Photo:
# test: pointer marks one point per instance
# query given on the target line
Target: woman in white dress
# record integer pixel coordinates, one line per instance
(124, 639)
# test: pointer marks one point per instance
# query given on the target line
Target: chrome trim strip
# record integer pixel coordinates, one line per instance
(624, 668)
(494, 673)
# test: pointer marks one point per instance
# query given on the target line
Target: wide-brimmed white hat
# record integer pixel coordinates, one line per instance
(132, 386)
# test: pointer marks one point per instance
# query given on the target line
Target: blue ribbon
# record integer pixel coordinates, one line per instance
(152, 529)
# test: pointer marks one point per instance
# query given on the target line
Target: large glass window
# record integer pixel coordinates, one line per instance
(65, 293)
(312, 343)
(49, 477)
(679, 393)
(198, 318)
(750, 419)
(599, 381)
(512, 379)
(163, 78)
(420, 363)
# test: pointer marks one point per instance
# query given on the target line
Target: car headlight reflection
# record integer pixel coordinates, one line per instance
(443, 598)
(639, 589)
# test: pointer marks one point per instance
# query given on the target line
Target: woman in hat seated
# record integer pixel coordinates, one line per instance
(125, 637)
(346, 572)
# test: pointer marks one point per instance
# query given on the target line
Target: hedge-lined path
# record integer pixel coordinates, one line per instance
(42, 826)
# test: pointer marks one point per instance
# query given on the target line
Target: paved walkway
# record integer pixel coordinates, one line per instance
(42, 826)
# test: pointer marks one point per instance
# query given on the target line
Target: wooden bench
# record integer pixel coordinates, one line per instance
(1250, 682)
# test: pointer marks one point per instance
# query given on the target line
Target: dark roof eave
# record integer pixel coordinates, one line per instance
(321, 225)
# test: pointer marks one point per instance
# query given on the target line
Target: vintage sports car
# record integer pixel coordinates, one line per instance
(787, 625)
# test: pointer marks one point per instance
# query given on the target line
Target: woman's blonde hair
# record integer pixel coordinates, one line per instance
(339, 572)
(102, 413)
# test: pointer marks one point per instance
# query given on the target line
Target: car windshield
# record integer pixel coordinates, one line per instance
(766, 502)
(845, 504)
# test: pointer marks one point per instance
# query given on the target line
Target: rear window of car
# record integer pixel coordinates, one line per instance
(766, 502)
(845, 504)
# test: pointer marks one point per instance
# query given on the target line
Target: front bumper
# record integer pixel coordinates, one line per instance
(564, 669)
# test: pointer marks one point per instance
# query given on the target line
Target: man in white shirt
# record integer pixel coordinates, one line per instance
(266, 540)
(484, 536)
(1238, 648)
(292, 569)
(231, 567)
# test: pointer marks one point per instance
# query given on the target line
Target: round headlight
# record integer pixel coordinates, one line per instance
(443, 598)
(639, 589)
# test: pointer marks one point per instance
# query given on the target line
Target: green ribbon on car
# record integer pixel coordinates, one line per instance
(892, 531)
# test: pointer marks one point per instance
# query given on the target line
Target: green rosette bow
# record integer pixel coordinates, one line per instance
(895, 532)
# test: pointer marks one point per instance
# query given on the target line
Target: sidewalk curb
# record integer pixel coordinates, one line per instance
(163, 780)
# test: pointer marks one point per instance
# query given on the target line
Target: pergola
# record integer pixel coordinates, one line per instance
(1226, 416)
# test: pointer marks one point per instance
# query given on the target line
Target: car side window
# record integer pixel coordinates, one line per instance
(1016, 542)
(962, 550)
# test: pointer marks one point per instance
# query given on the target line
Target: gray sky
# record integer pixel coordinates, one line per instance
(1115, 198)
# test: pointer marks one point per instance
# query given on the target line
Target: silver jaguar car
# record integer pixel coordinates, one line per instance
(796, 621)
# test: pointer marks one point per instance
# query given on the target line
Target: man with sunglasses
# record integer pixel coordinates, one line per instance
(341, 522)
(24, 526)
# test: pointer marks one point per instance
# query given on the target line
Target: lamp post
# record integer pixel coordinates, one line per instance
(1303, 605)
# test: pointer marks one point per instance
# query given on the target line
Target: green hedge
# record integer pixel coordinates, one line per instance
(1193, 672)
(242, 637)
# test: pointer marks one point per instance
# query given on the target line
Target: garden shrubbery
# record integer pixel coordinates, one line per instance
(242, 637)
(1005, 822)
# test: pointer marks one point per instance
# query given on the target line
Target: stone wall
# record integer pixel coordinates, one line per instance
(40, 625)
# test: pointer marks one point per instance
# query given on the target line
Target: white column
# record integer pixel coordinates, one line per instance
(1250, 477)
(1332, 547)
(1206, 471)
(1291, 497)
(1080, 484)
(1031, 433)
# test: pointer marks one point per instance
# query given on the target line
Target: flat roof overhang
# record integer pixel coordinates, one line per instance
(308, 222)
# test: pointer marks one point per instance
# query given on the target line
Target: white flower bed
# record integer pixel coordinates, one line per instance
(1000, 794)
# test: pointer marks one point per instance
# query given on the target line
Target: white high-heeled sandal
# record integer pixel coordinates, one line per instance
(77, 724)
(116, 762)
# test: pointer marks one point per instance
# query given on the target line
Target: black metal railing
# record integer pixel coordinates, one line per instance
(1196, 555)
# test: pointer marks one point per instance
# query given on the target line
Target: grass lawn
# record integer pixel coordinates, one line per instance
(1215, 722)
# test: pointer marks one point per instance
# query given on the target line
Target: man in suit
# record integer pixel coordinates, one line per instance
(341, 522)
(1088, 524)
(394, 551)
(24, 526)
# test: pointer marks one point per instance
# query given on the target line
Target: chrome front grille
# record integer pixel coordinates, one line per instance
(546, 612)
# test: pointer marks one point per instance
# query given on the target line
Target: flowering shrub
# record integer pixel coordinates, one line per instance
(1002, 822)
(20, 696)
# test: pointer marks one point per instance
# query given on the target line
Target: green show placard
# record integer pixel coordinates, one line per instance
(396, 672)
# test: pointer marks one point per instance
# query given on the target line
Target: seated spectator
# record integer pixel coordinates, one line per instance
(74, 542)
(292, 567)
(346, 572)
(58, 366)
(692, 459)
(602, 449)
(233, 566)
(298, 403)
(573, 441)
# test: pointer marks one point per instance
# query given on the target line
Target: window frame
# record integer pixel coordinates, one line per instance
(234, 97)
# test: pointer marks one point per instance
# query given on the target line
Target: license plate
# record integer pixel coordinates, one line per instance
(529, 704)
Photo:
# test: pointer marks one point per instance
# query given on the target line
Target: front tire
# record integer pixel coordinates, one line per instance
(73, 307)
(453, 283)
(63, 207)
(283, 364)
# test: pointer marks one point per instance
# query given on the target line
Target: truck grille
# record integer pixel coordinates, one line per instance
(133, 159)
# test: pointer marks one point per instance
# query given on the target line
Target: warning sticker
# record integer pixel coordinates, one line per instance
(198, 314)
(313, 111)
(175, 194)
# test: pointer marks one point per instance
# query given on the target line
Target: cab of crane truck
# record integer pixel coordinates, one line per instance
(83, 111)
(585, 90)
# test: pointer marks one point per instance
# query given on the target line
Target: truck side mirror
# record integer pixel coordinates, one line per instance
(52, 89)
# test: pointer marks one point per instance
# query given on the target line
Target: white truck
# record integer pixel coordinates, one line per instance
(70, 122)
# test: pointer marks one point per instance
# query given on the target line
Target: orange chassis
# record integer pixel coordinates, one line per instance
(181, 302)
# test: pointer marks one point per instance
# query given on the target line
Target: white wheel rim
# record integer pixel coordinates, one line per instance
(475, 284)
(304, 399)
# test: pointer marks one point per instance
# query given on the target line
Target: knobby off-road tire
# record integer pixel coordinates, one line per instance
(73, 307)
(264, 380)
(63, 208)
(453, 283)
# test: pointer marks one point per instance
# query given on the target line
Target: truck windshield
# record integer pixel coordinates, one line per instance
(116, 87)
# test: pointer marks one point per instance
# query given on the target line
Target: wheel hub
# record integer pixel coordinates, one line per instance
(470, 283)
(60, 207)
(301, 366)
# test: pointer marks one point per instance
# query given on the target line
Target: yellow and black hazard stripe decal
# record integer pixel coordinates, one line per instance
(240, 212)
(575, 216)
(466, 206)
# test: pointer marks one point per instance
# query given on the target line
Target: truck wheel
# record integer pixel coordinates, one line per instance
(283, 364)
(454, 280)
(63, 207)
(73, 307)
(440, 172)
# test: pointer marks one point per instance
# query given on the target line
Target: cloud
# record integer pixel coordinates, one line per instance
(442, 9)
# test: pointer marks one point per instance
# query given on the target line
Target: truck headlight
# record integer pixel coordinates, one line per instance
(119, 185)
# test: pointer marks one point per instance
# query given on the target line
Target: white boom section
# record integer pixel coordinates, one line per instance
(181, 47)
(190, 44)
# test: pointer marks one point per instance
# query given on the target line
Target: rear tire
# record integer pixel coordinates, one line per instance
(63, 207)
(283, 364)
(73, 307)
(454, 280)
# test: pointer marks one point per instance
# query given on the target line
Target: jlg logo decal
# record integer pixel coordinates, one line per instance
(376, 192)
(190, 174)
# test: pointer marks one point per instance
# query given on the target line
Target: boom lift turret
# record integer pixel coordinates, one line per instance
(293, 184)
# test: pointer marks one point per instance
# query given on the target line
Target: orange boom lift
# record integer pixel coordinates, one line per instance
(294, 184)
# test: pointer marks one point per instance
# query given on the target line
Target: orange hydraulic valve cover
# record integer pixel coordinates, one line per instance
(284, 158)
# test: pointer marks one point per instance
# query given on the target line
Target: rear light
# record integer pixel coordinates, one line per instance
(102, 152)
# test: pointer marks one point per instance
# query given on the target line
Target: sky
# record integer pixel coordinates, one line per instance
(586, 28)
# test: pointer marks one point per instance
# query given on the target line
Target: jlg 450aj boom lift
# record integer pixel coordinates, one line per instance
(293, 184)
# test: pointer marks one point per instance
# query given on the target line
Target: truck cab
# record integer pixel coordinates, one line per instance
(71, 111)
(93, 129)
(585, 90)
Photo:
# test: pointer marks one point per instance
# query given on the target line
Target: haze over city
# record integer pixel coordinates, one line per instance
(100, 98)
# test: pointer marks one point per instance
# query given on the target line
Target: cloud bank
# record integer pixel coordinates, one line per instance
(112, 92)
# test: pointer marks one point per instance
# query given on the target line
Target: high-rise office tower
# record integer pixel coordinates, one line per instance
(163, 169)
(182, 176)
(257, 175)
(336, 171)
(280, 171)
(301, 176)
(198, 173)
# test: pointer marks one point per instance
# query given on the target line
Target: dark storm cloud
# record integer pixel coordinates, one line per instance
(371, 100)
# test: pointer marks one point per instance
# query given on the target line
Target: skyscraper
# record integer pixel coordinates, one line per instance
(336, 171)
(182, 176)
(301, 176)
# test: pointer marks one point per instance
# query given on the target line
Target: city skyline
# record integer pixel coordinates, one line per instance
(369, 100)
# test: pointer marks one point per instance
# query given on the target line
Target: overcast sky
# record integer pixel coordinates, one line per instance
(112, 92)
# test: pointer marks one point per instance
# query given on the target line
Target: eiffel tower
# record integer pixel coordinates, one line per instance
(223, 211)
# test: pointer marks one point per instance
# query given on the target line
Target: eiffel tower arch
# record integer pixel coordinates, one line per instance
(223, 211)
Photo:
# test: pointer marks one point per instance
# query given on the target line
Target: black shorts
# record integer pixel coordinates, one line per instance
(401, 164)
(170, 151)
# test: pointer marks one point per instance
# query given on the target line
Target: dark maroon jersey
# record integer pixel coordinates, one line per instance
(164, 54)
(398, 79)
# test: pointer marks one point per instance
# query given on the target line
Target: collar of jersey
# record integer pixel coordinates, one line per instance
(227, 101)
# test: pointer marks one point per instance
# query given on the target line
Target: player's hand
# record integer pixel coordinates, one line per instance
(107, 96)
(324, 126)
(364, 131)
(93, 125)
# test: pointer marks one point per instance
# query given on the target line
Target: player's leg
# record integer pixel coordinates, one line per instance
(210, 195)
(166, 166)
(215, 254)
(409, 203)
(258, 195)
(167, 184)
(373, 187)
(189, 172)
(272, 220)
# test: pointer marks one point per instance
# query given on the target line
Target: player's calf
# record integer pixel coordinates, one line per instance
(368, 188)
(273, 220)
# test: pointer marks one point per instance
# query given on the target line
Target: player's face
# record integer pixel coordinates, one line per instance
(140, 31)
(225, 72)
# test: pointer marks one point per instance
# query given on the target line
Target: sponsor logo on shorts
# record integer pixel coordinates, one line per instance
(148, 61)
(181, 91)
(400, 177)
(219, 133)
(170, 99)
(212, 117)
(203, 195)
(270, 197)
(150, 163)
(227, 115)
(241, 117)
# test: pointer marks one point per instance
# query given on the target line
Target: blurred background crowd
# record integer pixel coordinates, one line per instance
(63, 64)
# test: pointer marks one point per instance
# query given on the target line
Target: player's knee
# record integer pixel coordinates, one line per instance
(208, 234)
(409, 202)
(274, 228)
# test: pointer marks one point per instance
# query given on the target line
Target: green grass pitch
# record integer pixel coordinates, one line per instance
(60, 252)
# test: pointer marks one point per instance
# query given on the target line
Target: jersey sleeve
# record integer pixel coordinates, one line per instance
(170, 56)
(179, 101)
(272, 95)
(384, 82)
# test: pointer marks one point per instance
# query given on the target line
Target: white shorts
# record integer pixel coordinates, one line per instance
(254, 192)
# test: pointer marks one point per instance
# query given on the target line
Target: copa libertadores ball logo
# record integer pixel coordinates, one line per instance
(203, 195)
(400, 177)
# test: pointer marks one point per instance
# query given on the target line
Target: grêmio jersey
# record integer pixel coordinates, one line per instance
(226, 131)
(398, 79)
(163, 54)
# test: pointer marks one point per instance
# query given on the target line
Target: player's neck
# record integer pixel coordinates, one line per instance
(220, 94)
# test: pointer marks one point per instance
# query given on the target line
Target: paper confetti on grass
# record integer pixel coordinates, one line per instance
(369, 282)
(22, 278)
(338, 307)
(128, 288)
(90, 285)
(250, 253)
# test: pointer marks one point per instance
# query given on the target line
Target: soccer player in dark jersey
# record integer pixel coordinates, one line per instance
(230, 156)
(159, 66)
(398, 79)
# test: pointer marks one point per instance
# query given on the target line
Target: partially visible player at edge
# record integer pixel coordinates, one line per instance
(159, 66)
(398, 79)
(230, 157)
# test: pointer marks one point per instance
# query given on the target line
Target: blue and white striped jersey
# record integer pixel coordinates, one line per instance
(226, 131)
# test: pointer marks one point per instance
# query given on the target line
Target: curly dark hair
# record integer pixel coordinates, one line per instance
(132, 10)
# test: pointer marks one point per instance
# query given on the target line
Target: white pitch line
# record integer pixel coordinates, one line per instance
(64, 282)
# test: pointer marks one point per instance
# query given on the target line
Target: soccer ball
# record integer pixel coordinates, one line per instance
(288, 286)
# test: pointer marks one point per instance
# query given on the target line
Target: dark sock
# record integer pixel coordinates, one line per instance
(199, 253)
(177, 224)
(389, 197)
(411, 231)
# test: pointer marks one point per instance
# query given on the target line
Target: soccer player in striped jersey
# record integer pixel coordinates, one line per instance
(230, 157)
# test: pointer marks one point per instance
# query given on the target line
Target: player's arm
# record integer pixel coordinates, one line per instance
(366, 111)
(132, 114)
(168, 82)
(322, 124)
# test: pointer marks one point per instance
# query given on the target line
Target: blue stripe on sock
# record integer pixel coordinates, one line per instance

------------------------------------

Taking the records above, retype every line from the one with "Target: sponsor logo on shorts" down to the one with "Target: paper confetti on grass", exactly and with nothing else.

Target: sponsor logo on shorts
# record integer pixel coordinates, one line per instance
(148, 61)
(181, 91)
(400, 177)
(219, 133)
(170, 99)
(212, 117)
(203, 195)
(270, 197)
(150, 163)
(227, 115)
(241, 117)
# test: pointer marks one point per instance
# query given on the target line
Target: blurred background crowd
# record integer pixel coordinates, one line per instance
(63, 64)
# test: pointer marks one point per instance
# query given on the target line
Target: player's knee
# record integer pixel coordinates, one line per instance
(208, 234)
(409, 202)
(274, 228)
# test: pointer marks one point per instance
# query given on the target line
Target: green grass pitch
# record integer pixel coordinates, one line per instance
(60, 252)
# test: pointer marks one point per instance
# query given on the target line
Target: jersey sleeve
# record integer pixel coordinates, one line per instance
(170, 56)
(179, 101)
(272, 95)
(384, 82)
# test: pointer marks one point per instance
# query given on the target line
Target: white shorts
# record integer pixel coordinates, one line per instance
(254, 192)
# test: pointer marks one point per instance
# query given on the target line
Target: copa libertadores ball logo
# record integer pixel coordinates, one line per instance
(203, 195)
(400, 177)
# test: pointer marks one point per instance
# query given on the target line
Target: grêmio jersey
# record integer pixel coordinates, one line per instance
(226, 131)
(398, 79)
(163, 54)
# test: pointer marks one point per instance
# query given on the target line
Target: player's neck
# record integer pixel coordinates, one line per instance
(220, 94)
# test: pointer marks one point per instance
# query given on the target line
Target: paper confetti on grass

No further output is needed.